_What you have to do:_ Copy the lines of material below word for word, keeping every line unchanged.

Outline records:
** BEGIN **
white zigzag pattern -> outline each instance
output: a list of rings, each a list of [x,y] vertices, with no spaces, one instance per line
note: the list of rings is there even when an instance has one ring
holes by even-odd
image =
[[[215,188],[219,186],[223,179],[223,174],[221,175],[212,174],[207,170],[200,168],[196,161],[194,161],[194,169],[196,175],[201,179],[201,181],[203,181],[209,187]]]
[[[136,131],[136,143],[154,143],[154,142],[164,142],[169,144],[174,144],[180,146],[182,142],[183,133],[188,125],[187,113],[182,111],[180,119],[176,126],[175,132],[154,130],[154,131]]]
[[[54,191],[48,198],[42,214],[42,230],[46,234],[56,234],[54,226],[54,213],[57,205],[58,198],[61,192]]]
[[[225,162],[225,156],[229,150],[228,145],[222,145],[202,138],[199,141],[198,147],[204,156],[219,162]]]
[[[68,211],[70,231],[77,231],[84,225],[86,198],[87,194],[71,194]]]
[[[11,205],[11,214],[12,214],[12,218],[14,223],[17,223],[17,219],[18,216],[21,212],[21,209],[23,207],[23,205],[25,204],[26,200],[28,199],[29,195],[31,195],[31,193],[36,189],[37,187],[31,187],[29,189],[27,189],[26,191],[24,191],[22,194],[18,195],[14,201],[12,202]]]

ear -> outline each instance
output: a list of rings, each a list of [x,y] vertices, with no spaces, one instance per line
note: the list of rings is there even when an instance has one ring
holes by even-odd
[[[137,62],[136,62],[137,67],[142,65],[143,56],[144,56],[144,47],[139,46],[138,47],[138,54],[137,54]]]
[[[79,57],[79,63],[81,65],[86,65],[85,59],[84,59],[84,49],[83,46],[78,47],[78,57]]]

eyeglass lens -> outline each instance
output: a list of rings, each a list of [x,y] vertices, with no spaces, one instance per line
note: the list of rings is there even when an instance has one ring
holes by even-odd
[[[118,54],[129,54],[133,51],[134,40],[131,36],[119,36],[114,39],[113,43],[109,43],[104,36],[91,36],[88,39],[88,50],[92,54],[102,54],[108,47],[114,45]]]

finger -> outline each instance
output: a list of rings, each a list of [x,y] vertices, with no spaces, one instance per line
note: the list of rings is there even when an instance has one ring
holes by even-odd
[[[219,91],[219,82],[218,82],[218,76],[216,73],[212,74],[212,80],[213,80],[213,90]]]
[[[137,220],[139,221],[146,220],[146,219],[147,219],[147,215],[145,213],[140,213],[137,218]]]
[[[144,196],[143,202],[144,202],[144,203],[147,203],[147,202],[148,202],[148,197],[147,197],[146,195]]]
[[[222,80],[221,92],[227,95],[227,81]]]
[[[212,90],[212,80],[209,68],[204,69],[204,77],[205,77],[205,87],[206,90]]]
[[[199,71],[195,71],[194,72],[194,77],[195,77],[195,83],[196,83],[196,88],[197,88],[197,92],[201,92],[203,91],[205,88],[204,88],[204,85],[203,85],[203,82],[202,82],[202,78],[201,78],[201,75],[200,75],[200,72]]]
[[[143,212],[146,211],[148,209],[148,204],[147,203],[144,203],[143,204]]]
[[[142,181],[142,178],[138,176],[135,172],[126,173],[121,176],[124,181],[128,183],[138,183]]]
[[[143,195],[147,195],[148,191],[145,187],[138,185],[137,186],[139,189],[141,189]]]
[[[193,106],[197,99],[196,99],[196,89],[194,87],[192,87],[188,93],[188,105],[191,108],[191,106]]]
** END **
_Exercise solution:_
white zigzag pattern -> outline each instance
output: a list of rings, each a list of [x,y] vertices, with no spaces, one instance per line
note: the list of rings is there even when an instance has one ring
holes by even-odd
image =
[[[215,188],[219,186],[223,179],[223,174],[221,175],[212,174],[207,170],[200,168],[196,161],[194,161],[194,169],[196,175],[201,179],[201,181],[203,181],[209,187]]]
[[[136,131],[136,143],[154,143],[154,142],[164,142],[169,144],[174,144],[180,146],[182,142],[183,133],[188,125],[187,113],[182,111],[180,119],[176,126],[175,132],[154,130],[154,131]]]
[[[54,191],[48,198],[42,214],[42,230],[46,234],[56,234],[54,226],[54,213],[57,205],[58,198],[61,192]]]
[[[225,162],[225,156],[229,150],[228,145],[222,145],[202,138],[199,141],[198,147],[204,156],[219,162]]]
[[[68,211],[70,231],[77,231],[84,225],[86,198],[87,194],[71,194]]]
[[[11,205],[11,214],[12,214],[12,218],[14,223],[17,223],[17,219],[18,216],[21,212],[21,209],[23,207],[23,205],[25,204],[26,200],[28,199],[29,195],[31,195],[31,193],[36,189],[37,187],[31,187],[29,189],[27,189],[26,191],[24,191],[22,194],[18,195],[14,201],[12,202]]]

ear -> outline each instance
output: a list of rings, each a list of [x,y] vertices, with no spaces, one instance per line
note: the list of rings is there even when an instance has one ring
holes by even-odd
[[[137,62],[136,62],[137,67],[142,65],[143,56],[144,56],[144,47],[139,46],[138,47],[138,54],[137,54]]]
[[[79,57],[79,63],[81,65],[86,65],[85,59],[84,59],[84,49],[83,46],[78,47],[78,57]]]

eyeglass lens -> outline each instance
output: a list of rings, each a list of [x,y] vertices, with no spaces, one instance per line
note: the list of rings is there even when an instance has one ring
holes by even-odd
[[[118,54],[129,54],[133,51],[134,40],[131,36],[119,36],[114,39],[113,43],[109,43],[104,36],[91,36],[88,39],[88,50],[92,54],[102,54],[108,47],[114,45]]]

finger -> outline each instance
output: a list of rings, each a list of [x,y] vertices, with no spaces, one instance per line
note: the list of rings is there even when an instance has one ring
holes by even-odd
[[[219,91],[219,82],[218,82],[218,76],[216,73],[212,74],[212,80],[213,80],[213,90]]]
[[[137,220],[139,221],[146,220],[146,219],[147,219],[147,215],[145,213],[140,213],[137,218]]]
[[[144,196],[143,202],[144,202],[144,203],[147,203],[147,202],[148,202],[148,197],[147,197],[146,195]]]
[[[222,80],[221,92],[227,95],[227,81]]]
[[[212,90],[212,80],[209,68],[204,69],[204,77],[205,77],[205,87],[206,90]]]
[[[199,71],[195,71],[194,72],[194,77],[195,77],[195,83],[196,83],[196,88],[197,88],[197,92],[201,92],[203,91],[205,88],[204,88],[204,85],[203,85],[203,82],[202,82],[202,78],[201,78],[201,75],[200,75],[200,72]]]
[[[143,212],[146,211],[148,209],[148,204],[147,203],[144,203],[143,204]]]
[[[142,181],[142,178],[138,176],[135,172],[126,173],[121,176],[124,181],[128,183],[138,183]]]
[[[143,195],[147,195],[148,191],[145,187],[138,185],[137,186],[139,189],[141,189]]]
[[[193,106],[197,99],[196,99],[196,89],[194,87],[192,87],[188,93],[188,105],[191,108],[191,106]]]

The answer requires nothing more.